-- THE INPUT follows --

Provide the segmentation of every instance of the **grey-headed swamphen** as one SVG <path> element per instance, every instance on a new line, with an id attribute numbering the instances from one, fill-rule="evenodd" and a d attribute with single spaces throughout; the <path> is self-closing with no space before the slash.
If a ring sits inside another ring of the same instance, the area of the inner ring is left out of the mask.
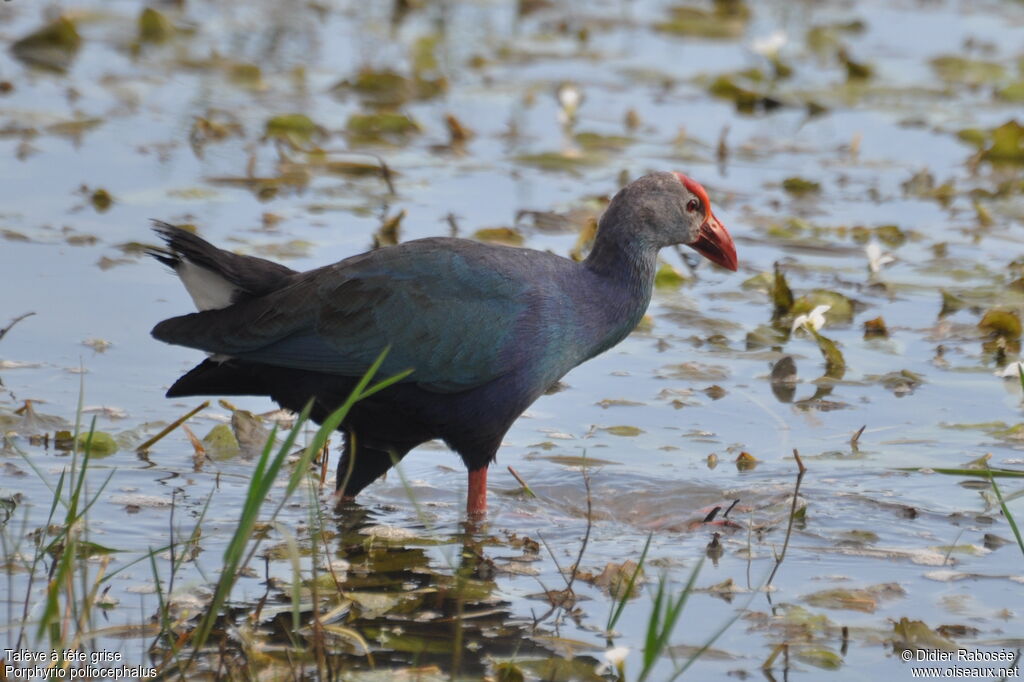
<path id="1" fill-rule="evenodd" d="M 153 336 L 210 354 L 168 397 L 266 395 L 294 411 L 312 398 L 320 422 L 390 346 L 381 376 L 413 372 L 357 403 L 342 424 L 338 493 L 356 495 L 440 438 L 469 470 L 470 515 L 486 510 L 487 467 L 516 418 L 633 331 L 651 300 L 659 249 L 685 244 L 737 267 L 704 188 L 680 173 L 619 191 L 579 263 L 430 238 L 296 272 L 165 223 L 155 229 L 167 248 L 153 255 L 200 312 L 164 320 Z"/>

-- THE INPUT concluded --
-- THE INPUT follows --

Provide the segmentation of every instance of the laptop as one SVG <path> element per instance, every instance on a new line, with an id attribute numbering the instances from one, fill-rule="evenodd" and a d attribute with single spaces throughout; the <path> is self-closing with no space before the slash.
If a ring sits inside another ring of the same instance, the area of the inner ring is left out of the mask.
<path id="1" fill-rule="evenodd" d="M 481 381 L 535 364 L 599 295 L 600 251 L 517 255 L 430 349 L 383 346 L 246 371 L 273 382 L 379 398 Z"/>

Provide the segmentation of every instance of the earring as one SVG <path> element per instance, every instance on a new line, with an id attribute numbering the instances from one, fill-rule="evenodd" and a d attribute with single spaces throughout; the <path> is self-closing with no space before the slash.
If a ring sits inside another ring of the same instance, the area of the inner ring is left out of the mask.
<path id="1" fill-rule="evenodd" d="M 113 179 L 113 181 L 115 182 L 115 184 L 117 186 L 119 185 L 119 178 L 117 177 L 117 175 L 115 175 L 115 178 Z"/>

-- THE INPUT concluded --
-- THE INPUT follows --

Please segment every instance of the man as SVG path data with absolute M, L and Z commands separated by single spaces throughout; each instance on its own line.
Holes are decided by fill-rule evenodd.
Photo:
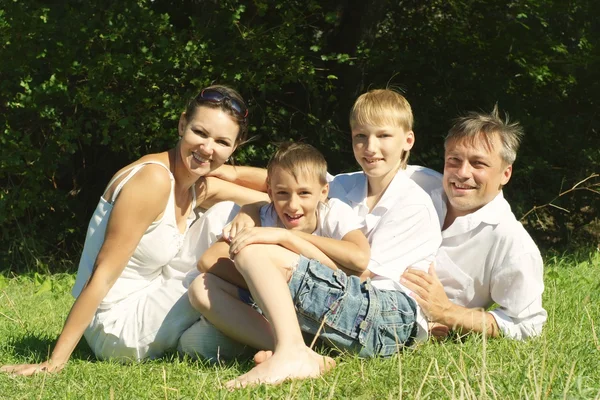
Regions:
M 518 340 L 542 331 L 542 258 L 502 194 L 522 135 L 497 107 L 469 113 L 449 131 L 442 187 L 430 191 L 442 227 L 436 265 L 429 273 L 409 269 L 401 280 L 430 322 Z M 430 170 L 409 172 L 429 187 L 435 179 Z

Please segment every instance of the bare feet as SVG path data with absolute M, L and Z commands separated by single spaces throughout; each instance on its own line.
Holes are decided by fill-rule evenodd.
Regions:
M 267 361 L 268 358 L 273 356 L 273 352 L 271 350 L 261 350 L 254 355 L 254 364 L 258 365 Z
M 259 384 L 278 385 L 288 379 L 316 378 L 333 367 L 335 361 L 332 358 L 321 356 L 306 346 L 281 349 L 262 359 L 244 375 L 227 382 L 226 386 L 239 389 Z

-- THE INPUT concluded --

## WHAT YOU SHOULD DO
Copy every line from the records that holds the string "absolute".

## WRITTEN ANSWER
Please segment every instance of the man as SVG path data with absolute M, L and Z commands separated by single spaces throughout; each instance on its own line.
Please segment every instance of the bare feet as SVG path data with absolute M, L and Z commands separated by single spaces throughout; each instance on its own line.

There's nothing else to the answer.